Data drawn from a collection

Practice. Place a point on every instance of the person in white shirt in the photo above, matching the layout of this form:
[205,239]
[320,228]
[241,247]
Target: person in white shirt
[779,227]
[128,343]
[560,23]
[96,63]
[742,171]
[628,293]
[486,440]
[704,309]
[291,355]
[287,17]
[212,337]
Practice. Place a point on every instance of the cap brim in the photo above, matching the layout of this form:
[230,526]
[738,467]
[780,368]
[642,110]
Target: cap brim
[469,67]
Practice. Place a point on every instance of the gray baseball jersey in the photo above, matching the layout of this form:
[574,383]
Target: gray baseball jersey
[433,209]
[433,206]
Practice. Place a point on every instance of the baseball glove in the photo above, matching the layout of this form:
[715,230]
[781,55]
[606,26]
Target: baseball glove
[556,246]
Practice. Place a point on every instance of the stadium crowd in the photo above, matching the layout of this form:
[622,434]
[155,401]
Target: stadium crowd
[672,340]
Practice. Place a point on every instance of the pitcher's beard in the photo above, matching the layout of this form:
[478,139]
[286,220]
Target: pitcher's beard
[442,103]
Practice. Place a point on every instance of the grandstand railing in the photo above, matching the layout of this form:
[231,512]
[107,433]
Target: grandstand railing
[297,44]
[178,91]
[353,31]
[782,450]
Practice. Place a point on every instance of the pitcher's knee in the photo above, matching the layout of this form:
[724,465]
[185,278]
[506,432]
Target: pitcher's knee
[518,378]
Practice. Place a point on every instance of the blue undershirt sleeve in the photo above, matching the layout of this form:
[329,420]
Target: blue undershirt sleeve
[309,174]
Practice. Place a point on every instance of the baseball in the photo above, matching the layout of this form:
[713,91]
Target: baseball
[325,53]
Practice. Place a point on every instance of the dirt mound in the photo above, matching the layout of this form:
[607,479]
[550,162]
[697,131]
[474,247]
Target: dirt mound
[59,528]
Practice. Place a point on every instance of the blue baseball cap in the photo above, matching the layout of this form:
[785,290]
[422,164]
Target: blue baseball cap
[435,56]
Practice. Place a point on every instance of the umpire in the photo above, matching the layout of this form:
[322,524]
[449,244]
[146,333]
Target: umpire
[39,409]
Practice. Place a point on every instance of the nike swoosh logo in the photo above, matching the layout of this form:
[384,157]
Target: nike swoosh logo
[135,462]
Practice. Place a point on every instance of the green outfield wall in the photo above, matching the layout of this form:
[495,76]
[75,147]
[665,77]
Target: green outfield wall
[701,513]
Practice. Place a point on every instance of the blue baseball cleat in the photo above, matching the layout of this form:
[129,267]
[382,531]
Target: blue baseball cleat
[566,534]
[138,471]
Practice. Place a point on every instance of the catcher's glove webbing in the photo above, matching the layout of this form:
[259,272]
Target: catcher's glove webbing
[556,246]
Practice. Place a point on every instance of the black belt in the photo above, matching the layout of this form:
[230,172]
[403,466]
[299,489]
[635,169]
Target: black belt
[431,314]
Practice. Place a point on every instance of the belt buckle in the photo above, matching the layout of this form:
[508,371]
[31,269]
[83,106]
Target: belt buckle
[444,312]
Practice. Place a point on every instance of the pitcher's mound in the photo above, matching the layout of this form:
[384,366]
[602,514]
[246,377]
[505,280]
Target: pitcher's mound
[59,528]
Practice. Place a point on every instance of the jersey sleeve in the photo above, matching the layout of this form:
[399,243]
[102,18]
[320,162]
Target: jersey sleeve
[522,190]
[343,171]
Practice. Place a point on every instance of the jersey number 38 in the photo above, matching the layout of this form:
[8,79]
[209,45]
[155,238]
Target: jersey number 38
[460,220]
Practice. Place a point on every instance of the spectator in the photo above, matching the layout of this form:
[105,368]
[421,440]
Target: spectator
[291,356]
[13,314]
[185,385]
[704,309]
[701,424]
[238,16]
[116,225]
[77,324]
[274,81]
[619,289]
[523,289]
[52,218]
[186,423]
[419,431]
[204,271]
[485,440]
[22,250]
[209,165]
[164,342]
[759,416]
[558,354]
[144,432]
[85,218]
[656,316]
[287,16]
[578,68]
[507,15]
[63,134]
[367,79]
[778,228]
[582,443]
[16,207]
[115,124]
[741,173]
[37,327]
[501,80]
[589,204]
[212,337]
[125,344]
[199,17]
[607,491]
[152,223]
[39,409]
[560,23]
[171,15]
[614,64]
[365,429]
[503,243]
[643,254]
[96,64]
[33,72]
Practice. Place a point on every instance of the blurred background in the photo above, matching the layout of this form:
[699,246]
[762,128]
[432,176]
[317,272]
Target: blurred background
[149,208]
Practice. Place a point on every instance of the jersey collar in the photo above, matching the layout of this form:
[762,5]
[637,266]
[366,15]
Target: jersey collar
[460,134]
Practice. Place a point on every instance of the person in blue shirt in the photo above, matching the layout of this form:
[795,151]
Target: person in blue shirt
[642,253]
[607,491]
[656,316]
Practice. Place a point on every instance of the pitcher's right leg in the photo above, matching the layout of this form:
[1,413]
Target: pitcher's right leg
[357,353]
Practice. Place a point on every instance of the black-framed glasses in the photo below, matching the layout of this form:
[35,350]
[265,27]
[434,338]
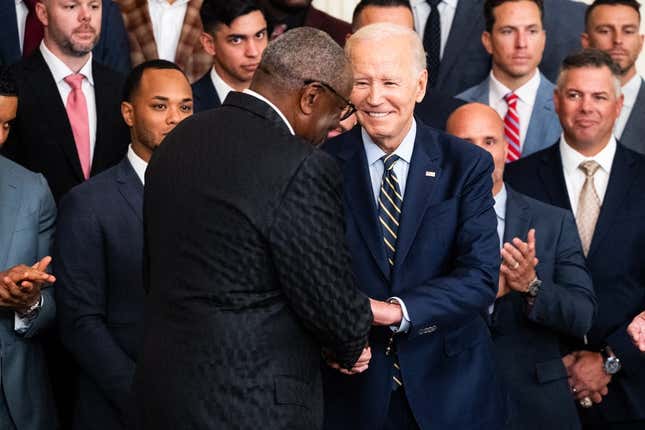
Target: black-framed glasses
[349,108]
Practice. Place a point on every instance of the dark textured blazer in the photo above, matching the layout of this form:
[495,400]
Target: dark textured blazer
[446,271]
[615,261]
[112,49]
[435,108]
[248,275]
[633,136]
[529,340]
[42,138]
[204,94]
[98,264]
[27,219]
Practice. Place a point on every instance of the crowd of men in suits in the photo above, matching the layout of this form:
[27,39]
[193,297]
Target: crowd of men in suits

#### [WHAT YOU NEED TO DO]
Copy every one of the lines above word for word, and leave the pictures out.

#### [RESPONSE TO THIS TASK]
Practice. Place a point on every instance of the person in white shirt in the photo above, matching the layout of this form:
[205,239]
[320,228]
[241,247]
Target: person in white shirt
[779,227]
[128,343]
[560,23]
[96,63]
[742,171]
[628,293]
[486,440]
[704,309]
[291,355]
[287,17]
[212,337]
Practice. Place a point on every instance of the cap brim in the photo above, matching the layout of this form:
[230,526]
[738,467]
[780,368]
[642,110]
Target: cap brim
[469,67]
Practice. Place a point on every instance of the gray baseball jersey in the photo above, matching the layout of this form:
[574,383]
Target: gray baseball jersey
[433,209]
[433,206]
Practice. Place a point on every instance of the baseball glove in the photo above, matching the layout of this form:
[715,230]
[781,55]
[606,26]
Target: baseball glove
[556,246]
Practice. Place a point on every instance of the stadium crowd in the photo above, matching the layout of this form:
[622,434]
[155,401]
Target: stadium crowd
[672,340]
Practice. Place a point on every instance of the pitcher's beard in the photo above, matching the layout of this form:
[478,139]
[286,220]
Target: pitcher's beard
[442,103]
Practice. Place a point on every instance of the grandstand railing in the photo above, matching the layout of this form:
[231,512]
[107,433]
Target: grandstand railing
[297,44]
[178,91]
[353,31]
[782,450]
Practice. Place a point on every instance of the pitcher's knee in the photo above, matching the layout of this form:
[724,465]
[185,278]
[506,432]
Target: pitcher's knee
[518,378]
Practice. Place a point on every instance of the blue undershirt sleeve in the photo above, matching the layout of this form:
[329,420]
Target: blue undershirt sleeve
[309,174]
Practice. Place a point on every instance of the baseball in the photo above, matching the layout of this form:
[713,91]
Target: baseball
[325,53]
Practice. Place a point on every instance of the dirt mound in the photo above, matching the layout of this form:
[607,479]
[550,162]
[697,131]
[474,247]
Target: dirt mound
[59,528]
Practice. Place a point on every instance of the blue baseball cap in the photo above, matching the layout of this form:
[785,290]
[422,164]
Target: blue baseball cap
[435,56]
Practice. Place a point on every instance of the umpire in the photo above, matching the layout of this form:
[322,524]
[449,244]
[146,333]
Target: umpire
[39,409]
Practice. Place a point on every instance of the nike swoosh logo in the photo above, matching the layout of this form:
[384,157]
Target: nike swoosh logo
[135,462]
Practice. Place a point on every instance of the green outfield wall in the photo above, matching the layout of this form:
[495,76]
[75,147]
[665,77]
Target: green outfield wall
[701,513]
Practice. Place a point on every instance of the blue baseball cleat in the photo above, matching the layout of this form:
[129,267]
[382,531]
Target: blue baseball cleat
[566,534]
[138,471]
Practice. Place a point on every instance of the catcher's glove webbing in the photo above, matching the layout of this form:
[259,272]
Target: catcher's glove webbing
[556,246]
Practice. Place a point on every instance of the black belt in the photo above, matching the layout of this form:
[230,172]
[403,466]
[299,489]
[635,169]
Target: black belt
[431,314]
Practice. Place a point on every instance of the belt buckle in the photo above, matching the layout of this form:
[508,371]
[31,269]
[83,106]
Target: belt buckle
[444,312]
Practice. Place a point on every instance of the pitcher's mound in the photo above, matching the layout of this form:
[384,366]
[602,514]
[246,377]
[505,280]
Target: pitcher's mound
[59,528]
Practice. Place a point on every instance of the jersey sleeve in the photo above, matching the layout of this form:
[399,243]
[102,18]
[320,162]
Target: jersey sleeve
[522,190]
[343,171]
Practice. Place a point on every instance of the jersey number 38 in the photo above, matching the layout of this form:
[8,79]
[209,45]
[155,238]
Target: jersey number 38
[460,220]
Practice. Place a point on every instance of the spectator in the photo above, matching the layout of this form:
[105,368]
[421,440]
Target: spectator
[291,356]
[13,314]
[185,385]
[704,309]
[701,424]
[238,16]
[116,225]
[77,324]
[274,81]
[619,289]
[523,289]
[52,218]
[186,423]
[419,431]
[204,271]
[485,440]
[22,250]
[209,165]
[164,342]
[759,416]
[558,354]
[144,432]
[85,218]
[656,316]
[287,16]
[578,68]
[507,15]
[63,134]
[367,79]
[778,228]
[582,443]
[16,207]
[115,124]
[741,173]
[37,327]
[501,80]
[589,204]
[212,337]
[125,344]
[199,17]
[607,491]
[152,223]
[39,409]
[560,23]
[171,15]
[614,64]
[365,429]
[503,243]
[643,254]
[96,64]
[33,72]
Practice. Place a point on every instance of the blurred background in the photo above, matching the layout of this form:
[699,246]
[762,128]
[432,176]
[317,272]
Target: blurred background
[149,208]
Practice. Place a point on every instance of the jersey collar in the photo above, matching the layout of this form:
[762,5]
[637,266]
[366,15]
Target: jersey collar
[460,134]
Practice. Place a point on every instance of the person in blue shirt in the photo above, matching the layout of this form:
[795,151]
Target: person in blue shirt
[642,253]
[607,491]
[656,316]
Practice. Place a point on every instance of the pitcher's right leg in the photo above, matching the layout of this form:
[1,413]
Target: pitcher's right leg
[357,353]
Practice. Place a point on every instance of the black-framed glasses in the photo below, matching the layout of this form:
[35,350]
[265,27]
[434,338]
Target: black-framed glasses
[349,108]
Practice. Place a point on every instance of the dark textured blazer in the photo above, matching the layout of this form:
[495,400]
Target: dark textured blazer
[446,271]
[615,261]
[112,49]
[435,108]
[248,275]
[633,136]
[529,340]
[42,138]
[204,94]
[98,264]
[27,219]
Practice. Place a point on every instance of the crowd of men in suits in the photo above, matching the layout of this form:
[27,39]
[193,297]
Target: crowd of men in suits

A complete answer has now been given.